What the exercise asks: Please return the full listing below without altering anything.

Stored dataset items:

▽

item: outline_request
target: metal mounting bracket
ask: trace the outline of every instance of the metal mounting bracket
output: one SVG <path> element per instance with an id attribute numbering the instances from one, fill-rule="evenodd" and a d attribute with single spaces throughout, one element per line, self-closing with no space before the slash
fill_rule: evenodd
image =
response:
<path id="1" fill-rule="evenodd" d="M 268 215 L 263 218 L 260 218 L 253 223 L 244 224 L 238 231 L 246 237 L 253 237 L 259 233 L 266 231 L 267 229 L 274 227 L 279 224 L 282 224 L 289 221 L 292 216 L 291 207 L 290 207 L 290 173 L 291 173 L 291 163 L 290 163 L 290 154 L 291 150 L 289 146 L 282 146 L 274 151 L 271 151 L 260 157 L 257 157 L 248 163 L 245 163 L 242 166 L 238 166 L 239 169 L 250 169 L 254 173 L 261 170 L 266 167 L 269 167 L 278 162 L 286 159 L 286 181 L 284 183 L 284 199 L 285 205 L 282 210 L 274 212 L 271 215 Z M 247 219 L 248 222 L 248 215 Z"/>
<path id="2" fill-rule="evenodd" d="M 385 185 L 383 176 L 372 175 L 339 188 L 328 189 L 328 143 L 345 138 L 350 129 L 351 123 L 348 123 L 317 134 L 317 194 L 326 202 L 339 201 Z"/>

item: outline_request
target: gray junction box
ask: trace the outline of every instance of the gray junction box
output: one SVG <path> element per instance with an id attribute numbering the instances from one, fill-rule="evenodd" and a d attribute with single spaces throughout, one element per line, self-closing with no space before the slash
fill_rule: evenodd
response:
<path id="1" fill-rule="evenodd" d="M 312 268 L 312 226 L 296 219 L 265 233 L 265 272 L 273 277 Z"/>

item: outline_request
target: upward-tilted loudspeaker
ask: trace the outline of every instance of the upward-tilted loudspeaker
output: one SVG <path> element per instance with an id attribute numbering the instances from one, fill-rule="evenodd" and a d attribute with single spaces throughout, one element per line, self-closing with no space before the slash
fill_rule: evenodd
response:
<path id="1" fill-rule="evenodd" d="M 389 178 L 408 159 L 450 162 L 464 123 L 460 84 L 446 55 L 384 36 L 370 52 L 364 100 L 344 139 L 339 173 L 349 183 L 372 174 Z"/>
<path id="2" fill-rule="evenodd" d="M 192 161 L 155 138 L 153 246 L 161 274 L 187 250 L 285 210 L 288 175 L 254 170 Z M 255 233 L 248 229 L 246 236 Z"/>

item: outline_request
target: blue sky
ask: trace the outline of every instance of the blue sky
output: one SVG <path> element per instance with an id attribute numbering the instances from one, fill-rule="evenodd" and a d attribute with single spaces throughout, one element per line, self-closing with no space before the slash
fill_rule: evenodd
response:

△

Written answer:
item: outline_request
target: metal mounting bracket
ask: trace the outline of every instance of the metal mounting bracket
output: one SVG <path> element per instance with an id attribute numbering the instances from one, fill-rule="evenodd" and a d attribute with single spaces throughout, one element per line, self-closing with no space before the slash
fill_rule: evenodd
image =
response:
<path id="1" fill-rule="evenodd" d="M 268 215 L 263 218 L 260 218 L 253 223 L 244 224 L 238 231 L 246 237 L 253 237 L 259 233 L 266 231 L 267 229 L 274 227 L 279 224 L 282 224 L 289 221 L 292 216 L 291 207 L 290 207 L 290 173 L 291 173 L 291 163 L 290 163 L 290 154 L 291 150 L 289 146 L 282 146 L 274 151 L 271 151 L 260 157 L 257 157 L 248 163 L 245 163 L 242 166 L 238 166 L 239 169 L 250 169 L 254 173 L 261 170 L 266 167 L 269 167 L 278 162 L 286 159 L 286 181 L 284 183 L 284 199 L 285 205 L 282 210 L 274 212 L 271 215 Z M 247 219 L 248 222 L 248 215 Z"/>
<path id="2" fill-rule="evenodd" d="M 385 185 L 383 176 L 372 175 L 339 188 L 328 189 L 328 143 L 345 138 L 350 129 L 351 123 L 348 123 L 317 134 L 317 194 L 326 202 L 339 201 Z"/>

item: outline_request
target: gray junction box
ask: trace the outline of every instance of the gray junction box
output: one SVG <path> element per instance with an id attribute numbering the instances from one, fill-rule="evenodd" and a d attribute with single spaces throughout, one element per line, self-closing with no space before the slash
fill_rule: evenodd
response:
<path id="1" fill-rule="evenodd" d="M 312 268 L 312 226 L 296 219 L 265 233 L 265 272 L 273 277 Z"/>

item: outline_request
target: upward-tilted loudspeaker
ask: trace the outline of every instance of the upward-tilted loudspeaker
output: one SVG <path> element per instance with an id attribute numbering the instances from one, fill-rule="evenodd" and a d attribute with single spaces throughout, one element per line, self-closing with no space before the slash
fill_rule: evenodd
response:
<path id="1" fill-rule="evenodd" d="M 389 178 L 408 159 L 450 162 L 464 123 L 460 84 L 446 55 L 384 36 L 370 52 L 364 100 L 344 139 L 339 173 L 349 183 L 372 174 Z"/>
<path id="2" fill-rule="evenodd" d="M 192 161 L 155 138 L 153 246 L 161 274 L 187 250 L 285 210 L 288 175 L 254 170 Z M 255 233 L 248 229 L 246 236 Z"/>

item: outline_request
target: blue sky
ask: trace the outline of every instance of the blue sky
output: one SVG <path> element per instance with an id attribute numbering the instances from one, fill-rule="evenodd" and a d attribute with single spaces throughout, one element per line, self-closing with no space before the slash
fill_rule: evenodd
response:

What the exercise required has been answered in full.